▶ STATED PROBLEM
Arrange the stretch of the listing from the line containing "Shelf-audit tagging: for every instance of the seal's head" through the line containing "x=492, y=103" as a two-column CSV with the headers request and points. Give one row per request, put its text and its answer each in a single quoted field, and turn any line breaks into spaces.

▶ SUPPLIED ENTRIES
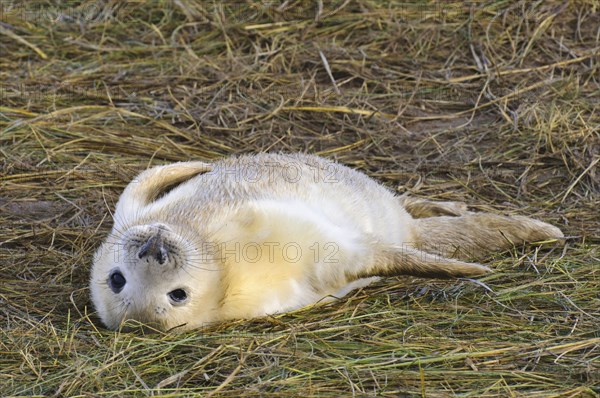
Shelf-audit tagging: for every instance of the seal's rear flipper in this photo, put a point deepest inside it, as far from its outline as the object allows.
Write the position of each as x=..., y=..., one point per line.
x=474, y=235
x=409, y=261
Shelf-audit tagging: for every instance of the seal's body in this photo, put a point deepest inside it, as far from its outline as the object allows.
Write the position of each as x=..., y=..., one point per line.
x=194, y=243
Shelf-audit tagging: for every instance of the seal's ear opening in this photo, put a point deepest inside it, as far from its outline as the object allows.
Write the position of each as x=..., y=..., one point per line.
x=156, y=183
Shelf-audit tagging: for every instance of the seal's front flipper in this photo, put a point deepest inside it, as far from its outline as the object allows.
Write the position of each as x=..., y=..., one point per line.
x=154, y=183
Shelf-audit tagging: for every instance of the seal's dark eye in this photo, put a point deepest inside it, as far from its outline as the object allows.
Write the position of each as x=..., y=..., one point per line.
x=177, y=296
x=116, y=281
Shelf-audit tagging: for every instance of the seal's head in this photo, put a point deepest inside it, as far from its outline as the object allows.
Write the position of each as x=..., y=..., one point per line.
x=153, y=271
x=151, y=274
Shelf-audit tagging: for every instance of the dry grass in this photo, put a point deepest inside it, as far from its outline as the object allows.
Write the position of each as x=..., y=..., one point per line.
x=494, y=103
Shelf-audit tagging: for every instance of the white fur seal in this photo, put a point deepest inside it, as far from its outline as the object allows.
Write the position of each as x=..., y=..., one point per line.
x=195, y=243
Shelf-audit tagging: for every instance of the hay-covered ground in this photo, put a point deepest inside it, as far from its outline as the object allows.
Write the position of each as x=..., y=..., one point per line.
x=493, y=103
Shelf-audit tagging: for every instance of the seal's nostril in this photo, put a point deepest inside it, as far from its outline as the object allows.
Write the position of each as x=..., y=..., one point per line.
x=154, y=248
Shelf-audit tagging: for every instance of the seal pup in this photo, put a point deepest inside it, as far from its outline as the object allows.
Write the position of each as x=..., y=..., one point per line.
x=195, y=243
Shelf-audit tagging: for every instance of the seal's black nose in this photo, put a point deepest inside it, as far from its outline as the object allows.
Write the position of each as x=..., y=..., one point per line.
x=154, y=248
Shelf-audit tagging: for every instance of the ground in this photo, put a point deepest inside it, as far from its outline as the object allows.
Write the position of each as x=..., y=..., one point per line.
x=492, y=103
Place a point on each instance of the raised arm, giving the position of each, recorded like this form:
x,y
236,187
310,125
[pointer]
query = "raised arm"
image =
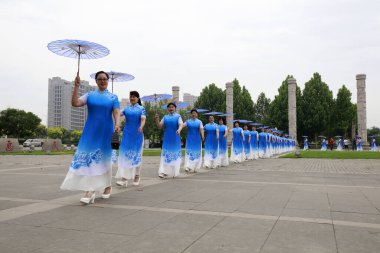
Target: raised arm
x,y
75,101
116,116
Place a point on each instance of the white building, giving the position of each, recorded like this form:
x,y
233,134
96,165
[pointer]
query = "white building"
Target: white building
x,y
60,111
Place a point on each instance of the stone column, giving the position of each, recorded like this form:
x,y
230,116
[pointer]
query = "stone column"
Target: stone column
x,y
361,107
175,93
292,107
229,108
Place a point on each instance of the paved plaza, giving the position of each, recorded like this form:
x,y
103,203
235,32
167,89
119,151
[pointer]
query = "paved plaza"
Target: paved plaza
x,y
271,205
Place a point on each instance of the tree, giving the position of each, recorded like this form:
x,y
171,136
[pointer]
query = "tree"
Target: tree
x,y
317,103
344,114
262,109
212,98
56,132
243,104
18,123
278,109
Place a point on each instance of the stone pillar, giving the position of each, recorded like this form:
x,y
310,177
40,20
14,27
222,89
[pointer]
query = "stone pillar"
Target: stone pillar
x,y
175,92
361,107
229,108
292,107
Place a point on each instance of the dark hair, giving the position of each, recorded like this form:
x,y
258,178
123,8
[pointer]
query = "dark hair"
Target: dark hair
x,y
194,110
101,72
171,103
136,94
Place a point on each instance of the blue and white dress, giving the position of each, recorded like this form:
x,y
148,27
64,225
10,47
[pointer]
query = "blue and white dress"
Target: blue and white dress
x,y
223,148
254,145
324,145
306,144
237,148
262,144
131,147
211,159
193,157
373,145
360,145
91,168
171,155
247,145
340,145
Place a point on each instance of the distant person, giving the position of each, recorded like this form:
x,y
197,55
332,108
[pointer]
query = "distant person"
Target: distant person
x,y
346,143
360,145
90,169
331,143
340,144
354,143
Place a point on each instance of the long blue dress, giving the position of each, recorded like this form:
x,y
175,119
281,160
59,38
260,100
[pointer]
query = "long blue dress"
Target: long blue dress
x,y
90,169
262,144
211,158
132,142
247,144
306,144
254,145
171,155
223,149
193,158
237,149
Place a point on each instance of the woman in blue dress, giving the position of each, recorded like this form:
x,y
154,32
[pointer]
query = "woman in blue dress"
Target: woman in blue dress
x,y
195,135
306,144
132,142
340,145
211,158
254,144
324,144
91,167
360,144
373,144
237,148
223,148
247,142
263,138
171,154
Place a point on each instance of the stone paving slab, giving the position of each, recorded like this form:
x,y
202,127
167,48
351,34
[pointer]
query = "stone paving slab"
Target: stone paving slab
x,y
271,205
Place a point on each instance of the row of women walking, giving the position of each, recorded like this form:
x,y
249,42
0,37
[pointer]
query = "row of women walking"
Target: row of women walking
x,y
91,167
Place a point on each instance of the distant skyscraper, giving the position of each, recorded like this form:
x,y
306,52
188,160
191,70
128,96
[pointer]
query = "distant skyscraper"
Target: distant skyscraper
x,y
60,111
188,98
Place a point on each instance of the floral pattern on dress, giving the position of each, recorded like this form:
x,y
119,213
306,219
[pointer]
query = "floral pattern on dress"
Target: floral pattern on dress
x,y
171,156
85,159
133,156
193,155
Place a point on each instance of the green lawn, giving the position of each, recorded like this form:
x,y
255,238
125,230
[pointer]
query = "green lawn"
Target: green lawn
x,y
335,154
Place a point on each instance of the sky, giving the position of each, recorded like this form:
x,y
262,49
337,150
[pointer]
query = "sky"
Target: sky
x,y
192,44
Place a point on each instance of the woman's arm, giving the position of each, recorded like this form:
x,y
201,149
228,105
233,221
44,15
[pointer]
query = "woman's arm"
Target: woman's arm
x,y
116,116
158,123
75,101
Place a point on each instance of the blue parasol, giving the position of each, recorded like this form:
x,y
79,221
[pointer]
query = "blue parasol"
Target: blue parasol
x,y
212,113
80,49
179,105
117,77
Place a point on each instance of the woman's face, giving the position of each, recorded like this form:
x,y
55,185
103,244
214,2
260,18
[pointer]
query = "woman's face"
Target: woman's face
x,y
171,108
133,99
102,81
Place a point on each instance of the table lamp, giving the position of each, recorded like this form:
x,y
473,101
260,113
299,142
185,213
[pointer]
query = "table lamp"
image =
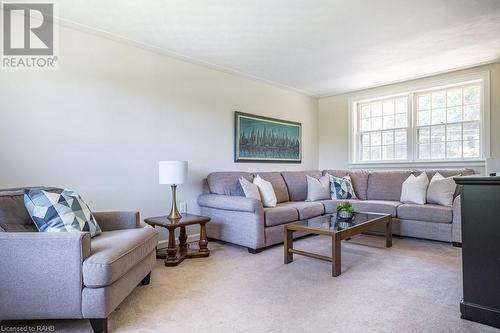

▶ REPLY
request,points
"Shelf-audit tagging: for every instance of the seal's head in this photo, put a point deepest inside it, as far from its outline as the object allows. Write the position of each as x=..., y=..., one point per line.","x=153, y=271 x=151, y=274"
"Shelf-audit tagging: for every instance of the dry grass in this photo, put a point deepest inside it, as far from its outline as the object allows. Write the position of each as x=..., y=..., one point per line.","x=494, y=103"
"Shelf-audit tagging: for every instance of the white fur seal in this photo, put a point deepest inside it, as far from its outline as the object allows. Write the position of each as x=..., y=..., one point per line.","x=195, y=243"
"Shelf-audit tagging: for every instance of the hay-covered ground in this photo, put a point deepest inside it, as far from its outline as the object allows. Write the position of each as x=..., y=..., one point per line.","x=493, y=103"
"Shelf-audit tagging: for every instance of the seal's nostril in this photo, put a point deepest inside it, as far from its outline as the object allows. Write the position of each as x=..., y=..., one point per line.","x=154, y=248"
"Shelf-audit tagging: for every instance of the seal pup in this photo, put a point deepest inside it, as far from its outline as the object allows. Write the position of each as x=..., y=..., one point per line.","x=195, y=243"
"Shelf-audit tagging: for every instance of the seal's black nose in this photo, put a point deepest inside it, as far from its outline as the object allows. Write the position of each as x=..., y=..., one point per line.","x=154, y=248"
"Shelf-audit tagging: for every instance of the ground in this photo, put a point deepest inside it, as far from its outline as the object allows. Write the position of each as x=..., y=..., one point per line.","x=492, y=103"